:: The input

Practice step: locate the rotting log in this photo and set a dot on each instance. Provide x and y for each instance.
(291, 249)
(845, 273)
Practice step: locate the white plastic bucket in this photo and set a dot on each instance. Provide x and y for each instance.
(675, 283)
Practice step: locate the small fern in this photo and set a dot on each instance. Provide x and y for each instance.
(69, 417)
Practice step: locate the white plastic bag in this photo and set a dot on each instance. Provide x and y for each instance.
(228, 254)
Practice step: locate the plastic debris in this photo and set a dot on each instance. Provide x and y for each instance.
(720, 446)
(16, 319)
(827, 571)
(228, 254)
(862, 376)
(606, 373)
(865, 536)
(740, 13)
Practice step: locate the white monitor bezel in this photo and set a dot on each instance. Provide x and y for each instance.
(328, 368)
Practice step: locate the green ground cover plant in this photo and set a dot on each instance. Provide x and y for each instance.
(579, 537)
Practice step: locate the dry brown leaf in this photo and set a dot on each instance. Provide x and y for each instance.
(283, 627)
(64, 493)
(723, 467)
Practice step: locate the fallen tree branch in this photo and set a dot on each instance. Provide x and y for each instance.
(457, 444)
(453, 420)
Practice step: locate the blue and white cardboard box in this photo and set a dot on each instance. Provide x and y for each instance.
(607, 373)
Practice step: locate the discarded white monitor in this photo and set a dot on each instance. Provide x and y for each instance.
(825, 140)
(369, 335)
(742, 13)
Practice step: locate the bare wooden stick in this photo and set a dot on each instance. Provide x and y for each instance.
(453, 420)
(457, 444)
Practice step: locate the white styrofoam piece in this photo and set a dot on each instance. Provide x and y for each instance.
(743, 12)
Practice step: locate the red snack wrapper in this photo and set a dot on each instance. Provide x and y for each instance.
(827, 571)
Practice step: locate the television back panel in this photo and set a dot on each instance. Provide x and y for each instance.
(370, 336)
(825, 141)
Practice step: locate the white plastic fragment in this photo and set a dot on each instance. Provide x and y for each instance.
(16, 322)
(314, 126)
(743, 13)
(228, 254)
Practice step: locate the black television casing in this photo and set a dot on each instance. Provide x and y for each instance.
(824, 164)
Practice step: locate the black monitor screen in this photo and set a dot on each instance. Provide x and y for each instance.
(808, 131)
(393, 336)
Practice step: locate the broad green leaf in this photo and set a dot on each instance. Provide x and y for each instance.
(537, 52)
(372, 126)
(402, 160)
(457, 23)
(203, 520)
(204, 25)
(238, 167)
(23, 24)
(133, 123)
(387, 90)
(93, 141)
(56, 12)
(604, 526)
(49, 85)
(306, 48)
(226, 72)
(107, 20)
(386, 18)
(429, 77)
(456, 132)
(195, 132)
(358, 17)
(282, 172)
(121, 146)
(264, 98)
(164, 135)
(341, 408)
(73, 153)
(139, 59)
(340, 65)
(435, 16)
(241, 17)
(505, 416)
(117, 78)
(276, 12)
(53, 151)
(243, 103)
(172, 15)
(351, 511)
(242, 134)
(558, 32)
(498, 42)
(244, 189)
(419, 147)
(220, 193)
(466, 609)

::::

Task requirements: The required answer is the complete data, repeated exactly.

Exercise answer:
Practice step: locate the rotting log in this photo and set a dot on each instance. Provide x and y for each instance.
(291, 249)
(845, 273)
Practice step: locate the white plastic bucket in this photo and set a dot on each instance. Provide x and y for each instance.
(675, 283)
Practice step: locate the small fern in this photo and set a dot on each instance. Provide x and y for each instance.
(69, 417)
Practice step: locate the white plastic bag in this photo and set a dot on each instance. Provide x and y for each instance.
(228, 254)
Practice step: locate the plastic debris in this photo and set a dot on each instance. Provide x and y for each instance.
(720, 446)
(16, 319)
(827, 571)
(228, 254)
(862, 376)
(606, 373)
(865, 536)
(740, 13)
Practice step: locate the white monitor bezel in this photo and set a dot on each instance. Provide x and y for each instance.
(328, 368)
Practice step: locate the green ground cover plant in this photo and set a dot on each instance. Provide x and y for each instance.
(579, 537)
Practice step: locate the dry brown leaf in this photo and set a dot on each instance. Provide x and y for each instance.
(283, 627)
(64, 493)
(723, 467)
Practice step: locate the fallen tree branch in this photo and set a dot on each instance. Provide x and y for each instance.
(457, 444)
(453, 420)
Practice step: locate the blue and white cardboard box in this photo and set a dot on each instance. Provide x and y for each instance.
(607, 373)
Practice step: locate the discarded white monitor in this photo and set a dot on each instance. Provide x and y for each instance.
(825, 140)
(369, 335)
(742, 13)
Practice step: locate the bare wooden stick in this photo and set a dot on each instance. Provide x and y for each instance.
(453, 420)
(457, 444)
Practice step: locate the white styrofoam piece in this photo and set a dot on each instance. Provide x and y for each instance.
(743, 12)
Practice step: locate the red snack wrapper in this photo and set a dot on each instance. Provide x and y for each instance.
(827, 571)
Practice step: locate the television back panel in this photo and set a dot on each instance. Provide x and y for each instance.
(370, 336)
(825, 141)
Practice step: locate the white plastic fragment in this photo and set a dot on each instance. Provide x and y for each instance.
(16, 322)
(314, 126)
(743, 13)
(228, 254)
Practice step: locate the black television casing in this photo and set a dot on each instance. Provide x and y for each instance.
(824, 164)
Practice step: locate the black monitor screen in this photo and set a dot on each instance. Provide x and y for each instance.
(808, 131)
(393, 336)
Practice step: locate the broad green leaf in this photo and set a dot on each instance. Provide x and y for each instance.
(537, 52)
(372, 126)
(402, 160)
(457, 23)
(203, 520)
(204, 25)
(238, 167)
(23, 24)
(133, 123)
(387, 90)
(93, 141)
(56, 12)
(604, 526)
(49, 85)
(306, 48)
(226, 72)
(107, 20)
(386, 18)
(429, 77)
(456, 132)
(195, 132)
(358, 17)
(282, 172)
(121, 146)
(264, 98)
(164, 135)
(341, 408)
(73, 153)
(139, 59)
(340, 65)
(435, 16)
(241, 17)
(505, 416)
(117, 78)
(276, 12)
(53, 151)
(243, 103)
(172, 15)
(351, 511)
(242, 134)
(558, 32)
(498, 42)
(244, 189)
(419, 147)
(220, 193)
(466, 609)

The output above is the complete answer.